# Extracted text
# In-wall enclosure help!



## jayhawk (Apr 24, 2011)

:help:I have always been an A/V enthusiast, however I'm new to the DIY world of it. I am currently finishing the basement of our new home and I am including a home theater room but I have some obstacles I need to build around.

I am doing a 7.2 system and the 2 side surround speakers I have are in-wall units, Klipsch R-5800-W. I have done some studying and understand these speakers are good to go by utilizing the stud cavity (H93"xW14.5"xD3.5",) however, one side has cement behind it due to being the basement foundation wall, and the other side is not quite the same dimensions because it is part of the stair well and the cavity is only about half the height plus it has drywall on the opposite side. See the pictures below.

I figured going with an enclosure for both would be my best bet in order to keep a consistent sound with the varying materials and dimensions I have to work with. Hopefully I am correct on that.

Here are a few questions...
1. Whats the best material to use to make the enclosure?
2. Should I even use a front baffle on the enclosure or allow the sheetrock to be the front baffle?
3. Put filler in or liner?
4. What material to use for filler/liner?

Any other suggestions aside from my questions would be welcomed as well as I am completely new to all of this. Thanks in advance!


----------



## robbo266317 (Sep 22, 2008)

Good questions Jayhawk,

1. Whats the best material to use to make the enclosure?
Mdf is the easiest solution.

2. Should I even use a front baffle on the enclosure or allow the sheetrock to be the front baffle?
I would use a layer of mdf as sheetrock is usually not sturdy enough.

3. Put filler in or liner?

# Exercise
Answer these questions from the in-wall enclosure thread:
1. What model are the in-wall side surround speakers?
2. What is behind one side's wall cavity?
3. What material does robbo266317 call the easiest solution for making the enclosure?
The listing that follows has no connection to the in-wall enclosure thread.

# Data excerpt
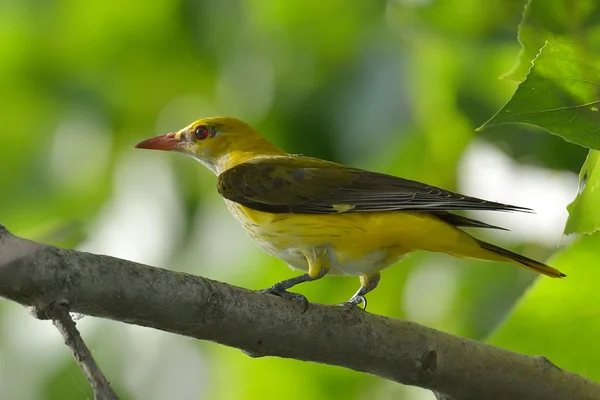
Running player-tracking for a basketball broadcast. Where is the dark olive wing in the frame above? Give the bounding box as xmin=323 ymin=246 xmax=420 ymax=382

# Answer for this exercise
1. Klipsch R-5800-W
2. Cement, because it is the basement foundation wall
3. MDF